INFORMATION Block Start

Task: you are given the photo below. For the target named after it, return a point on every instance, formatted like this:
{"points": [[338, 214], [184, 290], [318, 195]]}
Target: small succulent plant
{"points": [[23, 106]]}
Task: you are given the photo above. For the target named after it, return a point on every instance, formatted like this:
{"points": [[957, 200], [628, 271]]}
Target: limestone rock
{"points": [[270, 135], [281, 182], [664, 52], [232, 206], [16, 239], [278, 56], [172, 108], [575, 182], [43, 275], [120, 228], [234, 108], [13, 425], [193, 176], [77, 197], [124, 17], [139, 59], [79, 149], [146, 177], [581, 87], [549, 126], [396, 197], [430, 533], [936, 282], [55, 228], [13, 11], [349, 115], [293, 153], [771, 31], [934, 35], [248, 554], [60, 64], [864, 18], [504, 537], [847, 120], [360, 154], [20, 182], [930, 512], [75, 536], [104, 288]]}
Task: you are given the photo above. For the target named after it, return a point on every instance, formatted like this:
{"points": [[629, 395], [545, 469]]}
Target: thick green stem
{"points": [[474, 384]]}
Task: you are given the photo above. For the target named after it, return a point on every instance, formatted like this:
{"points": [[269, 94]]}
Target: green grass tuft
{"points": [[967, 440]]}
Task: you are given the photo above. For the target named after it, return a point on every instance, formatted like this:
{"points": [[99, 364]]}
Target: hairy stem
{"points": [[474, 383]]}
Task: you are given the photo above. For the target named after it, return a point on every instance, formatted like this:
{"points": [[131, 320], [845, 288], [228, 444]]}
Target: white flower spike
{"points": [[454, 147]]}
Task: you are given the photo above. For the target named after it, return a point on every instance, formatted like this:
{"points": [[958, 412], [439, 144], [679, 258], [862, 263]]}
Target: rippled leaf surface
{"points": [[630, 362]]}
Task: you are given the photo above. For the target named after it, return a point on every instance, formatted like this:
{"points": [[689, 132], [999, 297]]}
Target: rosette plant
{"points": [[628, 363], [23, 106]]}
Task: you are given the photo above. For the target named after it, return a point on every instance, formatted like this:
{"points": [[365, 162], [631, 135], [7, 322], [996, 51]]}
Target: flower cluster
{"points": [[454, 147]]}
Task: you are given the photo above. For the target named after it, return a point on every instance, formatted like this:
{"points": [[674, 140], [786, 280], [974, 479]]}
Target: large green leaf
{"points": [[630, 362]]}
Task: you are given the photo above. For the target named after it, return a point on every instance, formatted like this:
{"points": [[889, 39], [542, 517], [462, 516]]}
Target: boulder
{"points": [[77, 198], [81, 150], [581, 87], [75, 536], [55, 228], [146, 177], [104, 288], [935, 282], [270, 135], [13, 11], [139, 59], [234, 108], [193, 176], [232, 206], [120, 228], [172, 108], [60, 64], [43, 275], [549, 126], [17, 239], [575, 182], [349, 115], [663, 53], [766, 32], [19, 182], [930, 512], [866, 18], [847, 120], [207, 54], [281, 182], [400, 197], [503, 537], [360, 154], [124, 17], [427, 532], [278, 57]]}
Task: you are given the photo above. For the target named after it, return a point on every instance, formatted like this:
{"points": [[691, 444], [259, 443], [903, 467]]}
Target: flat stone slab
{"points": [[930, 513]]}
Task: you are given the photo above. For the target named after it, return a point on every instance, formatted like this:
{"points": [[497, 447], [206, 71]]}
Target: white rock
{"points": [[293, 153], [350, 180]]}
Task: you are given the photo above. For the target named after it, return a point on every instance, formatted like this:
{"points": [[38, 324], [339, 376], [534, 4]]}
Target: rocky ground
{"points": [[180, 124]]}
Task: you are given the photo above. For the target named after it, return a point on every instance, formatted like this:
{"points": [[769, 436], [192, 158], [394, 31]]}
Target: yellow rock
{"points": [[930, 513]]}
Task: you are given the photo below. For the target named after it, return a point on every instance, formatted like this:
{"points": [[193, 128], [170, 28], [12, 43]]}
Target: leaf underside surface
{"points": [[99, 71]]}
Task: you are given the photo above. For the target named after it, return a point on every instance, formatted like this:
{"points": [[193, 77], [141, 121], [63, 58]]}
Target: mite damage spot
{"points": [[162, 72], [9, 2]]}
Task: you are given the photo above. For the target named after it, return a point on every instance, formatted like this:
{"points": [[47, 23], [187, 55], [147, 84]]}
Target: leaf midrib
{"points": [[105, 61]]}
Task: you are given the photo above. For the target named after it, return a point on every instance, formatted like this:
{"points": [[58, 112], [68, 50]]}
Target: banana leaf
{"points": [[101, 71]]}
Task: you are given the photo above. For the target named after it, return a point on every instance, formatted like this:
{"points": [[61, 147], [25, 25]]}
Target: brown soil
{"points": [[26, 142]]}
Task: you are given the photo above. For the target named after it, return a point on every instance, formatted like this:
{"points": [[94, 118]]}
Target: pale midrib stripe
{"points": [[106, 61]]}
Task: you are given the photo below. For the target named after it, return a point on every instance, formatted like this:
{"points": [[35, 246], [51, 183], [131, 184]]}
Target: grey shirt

INFORMATION Block End

Write the entries above out again, verbatim.

Task: you are given the photo below. For the target named after it, return a point on every instance, formatted like this:
{"points": [[338, 214], [184, 290], [318, 195]]}
Target: small succulent plant
{"points": [[23, 106]]}
Task: you are given the photo above. For the target named after it, return a point on every instance, formatted like this:
{"points": [[957, 200], [628, 271]]}
Target: limestone rock
{"points": [[270, 135], [281, 182], [664, 52], [232, 206], [16, 239], [278, 56], [172, 108], [575, 182], [43, 275], [120, 228], [234, 108], [13, 425], [193, 176], [77, 197], [124, 17], [139, 59], [79, 149], [146, 177], [581, 87], [549, 126], [396, 197], [430, 533], [936, 282], [55, 228], [13, 11], [349, 115], [293, 153], [771, 31], [934, 35], [248, 554], [60, 64], [864, 18], [504, 537], [847, 120], [360, 154], [20, 182], [930, 512], [75, 536], [104, 288]]}
Task: you are given the photo above. For the target named after it, return a point on every instance, formatted like this:
{"points": [[629, 395], [545, 469]]}
Target: thick green stem
{"points": [[474, 384]]}
Task: you are given the photo above. For the target named after it, return a point on every instance, formatted like this:
{"points": [[269, 94]]}
Target: green grass tuft
{"points": [[967, 440]]}
Task: you are given the photo above. For the target named after it, return a point on every instance, formatted like this:
{"points": [[99, 364]]}
Target: hairy stem
{"points": [[474, 383]]}
Task: you are given the photo above. For the target named after it, return a point on every instance, formatted like this:
{"points": [[131, 320], [845, 288], [228, 444]]}
Target: white flower spike
{"points": [[454, 147]]}
Task: you are given the photo above. For the target named after it, return a point on every instance, formatted like this:
{"points": [[958, 412], [439, 144], [679, 258], [862, 263]]}
Target: rippled leaf surface
{"points": [[630, 362]]}
Task: you are given the photo above. For the target named after it, return a point on every instance, formatted like this:
{"points": [[689, 132], [999, 297]]}
Target: rosette plant
{"points": [[628, 363], [23, 106]]}
Task: you are given the photo above. For the target named after it, return a point on every instance, formatted like this:
{"points": [[365, 162], [631, 135], [7, 322], [996, 51]]}
Target: flower cluster
{"points": [[454, 147]]}
Task: you are given the photo above. For the target named after it, return a point on every instance, formatted like this:
{"points": [[674, 140], [786, 280], [974, 479]]}
Target: large green leaf
{"points": [[630, 362]]}
Task: you are given the photo above. For the target named after it, return a point on every instance, formatted like this:
{"points": [[889, 39], [542, 517], [462, 516]]}
Target: boulder
{"points": [[77, 198], [81, 150], [581, 87], [75, 536], [55, 228], [146, 177], [104, 288], [935, 282], [270, 135], [13, 11], [139, 59], [234, 108], [193, 176], [232, 206], [120, 228], [172, 108], [60, 64], [43, 275], [549, 126], [17, 239], [575, 182], [349, 115], [663, 53], [766, 32], [19, 182], [930, 512], [866, 18], [847, 120], [207, 54], [281, 182], [400, 197], [503, 537], [360, 154], [124, 17], [427, 532], [278, 57]]}
Task: you are given the photo above. For the target named after it, return a point on every instance, formatted like this:
{"points": [[691, 444], [259, 443], [903, 467]]}
Target: flat stone slab
{"points": [[930, 513]]}
Task: you are given the photo above. For the target named after it, return a point on every instance, formatted like this:
{"points": [[497, 447], [206, 71]]}
Target: white rock
{"points": [[293, 153], [350, 180]]}
Task: you are given the photo above. For the target named after it, return a point on every instance, formatted like this:
{"points": [[38, 324], [339, 376], [534, 4]]}
Target: rocky ground
{"points": [[180, 124]]}
Task: you are given the photo above. For the target named after it, return a point on every instance, formatted like this:
{"points": [[769, 436], [192, 158], [394, 31]]}
Target: yellow rock
{"points": [[930, 513]]}
Task: you are given the photo below. For the target named after it, return a point on every instance, formatted like this:
{"points": [[193, 128], [170, 28], [12, 43]]}
Target: leaf underside surface
{"points": [[99, 71]]}
Task: you are given the photo above. For the target named after it, return a point on every instance, formatted like this:
{"points": [[193, 77], [141, 121], [63, 58]]}
Target: mite damage spot
{"points": [[162, 72], [9, 2]]}
Task: you are given the photo above. For the target named after it, return a point on every instance, formatted like this:
{"points": [[47, 23], [187, 55], [147, 84]]}
Target: leaf midrib
{"points": [[105, 61]]}
Task: you are given the photo above. For the target named after it, return a point on every instance, formatted like this:
{"points": [[58, 112], [68, 50]]}
Target: banana leaf
{"points": [[101, 71]]}
Task: you are given the photo above. For the target named after it, return a point on every instance, formatted like this:
{"points": [[61, 147], [25, 25]]}
Target: brown soil
{"points": [[26, 142]]}
Task: you are given the photo above. For the target named after it, return a point on every instance, formatted like this:
{"points": [[94, 118]]}
Target: pale midrib stripe
{"points": [[106, 61]]}
Task: you are given the photo below. For the target named after it, return a point on every instance, formatted like this:
{"points": [[35, 246], [51, 183], [131, 184]]}
Target: grey shirt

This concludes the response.